§ Extracted text:
★ ★ ★
2010-11-24 Thread Josh Canfield (JIRA)

[ 
https://issues.apache.org/jira/browse/TAP5-85?page=com.atlassian.jira.plugin.system.issuetabpanels:comment-tabpanelfocusedCommentId=12935632#action_12935632
 ] 

Josh Canfield commented on TAP5-85:
---

I'm strongly opposed to using maven to do this... there is already a perception 
that tapestry is maven dependent and that's turn-off in some circles.

 Make Java Class optional for Rendering Pages
 

 Key: TAP5-85
 URL: https://issues.apache.org/jira/browse/TAP5-85
 Project: Tapestry 5
  Issue Type: New Feature
Affects Versions: 5.0.15
 Environment: Microsoft Windows Vista Business Edition, Eclipse 3.3, 
 Maven 2, Jetty 5.5, Tomcat 6
Reporter: Evan M Rawson
Priority: Minor

 You should not need a java class create to view a page. The framework should 
 be able to generate a basic class on the fly. This would aid significantly to 
 the production flow of tapestry applications. Meaning that designers and 
 system architects do not need to setup the basic java class in order to build 
 and test the front end user interface.
 When a java class representing the page is present then it would override 
 this default generate class that tapestry makes on the fly.
★ ★ ★
(Lines of data)
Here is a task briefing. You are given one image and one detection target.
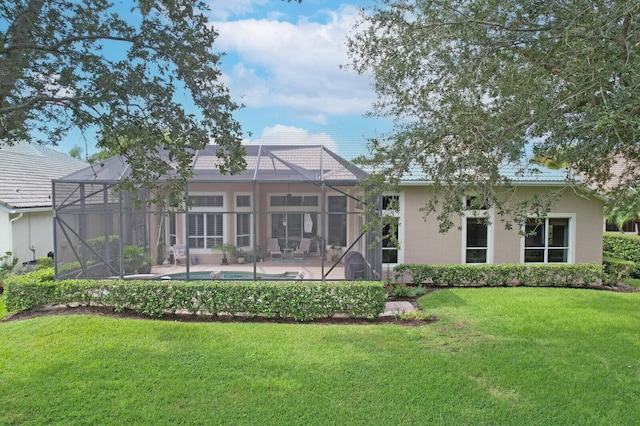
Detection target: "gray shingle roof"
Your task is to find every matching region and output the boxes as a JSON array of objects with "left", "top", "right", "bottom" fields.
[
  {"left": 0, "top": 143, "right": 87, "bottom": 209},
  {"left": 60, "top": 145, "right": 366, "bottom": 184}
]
★ ★ ★
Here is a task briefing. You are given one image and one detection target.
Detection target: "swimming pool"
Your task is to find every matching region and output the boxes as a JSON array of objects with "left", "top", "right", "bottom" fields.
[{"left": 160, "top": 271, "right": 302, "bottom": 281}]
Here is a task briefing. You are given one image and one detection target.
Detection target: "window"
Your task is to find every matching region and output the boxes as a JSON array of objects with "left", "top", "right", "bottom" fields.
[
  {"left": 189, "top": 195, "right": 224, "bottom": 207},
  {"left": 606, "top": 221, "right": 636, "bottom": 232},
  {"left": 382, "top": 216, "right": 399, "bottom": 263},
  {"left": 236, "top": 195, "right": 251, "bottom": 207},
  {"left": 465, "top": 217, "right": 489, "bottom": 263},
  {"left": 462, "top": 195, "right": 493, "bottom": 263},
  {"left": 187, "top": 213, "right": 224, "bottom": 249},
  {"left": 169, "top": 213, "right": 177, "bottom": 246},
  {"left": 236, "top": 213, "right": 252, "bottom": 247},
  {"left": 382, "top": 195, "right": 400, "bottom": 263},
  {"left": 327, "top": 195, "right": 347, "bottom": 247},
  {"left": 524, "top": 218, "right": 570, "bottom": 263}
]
★ ★ ★
§ What to work on:
[1] What priority does the TAP5-85 issue page assign to the feature request?
[2] Reproduce the passage of the TAP5-85 issue page that begins at the words "You should not" and stops after "makes on the fly.".

§ Written answers:
[1] Minor

[2]
You should not need a java class create to view a page. The framework should 
 be able to generate a basic class on the fly. This would aid significantly to 
 the production flow of tapestry applications. Meaning that designers and 
 system architects do not need to setup the basic java class in order to build 
 and test the front end user interface.
 When a java class representing the page is present then it would override 
 this default generate class that tapestry makes on the fly.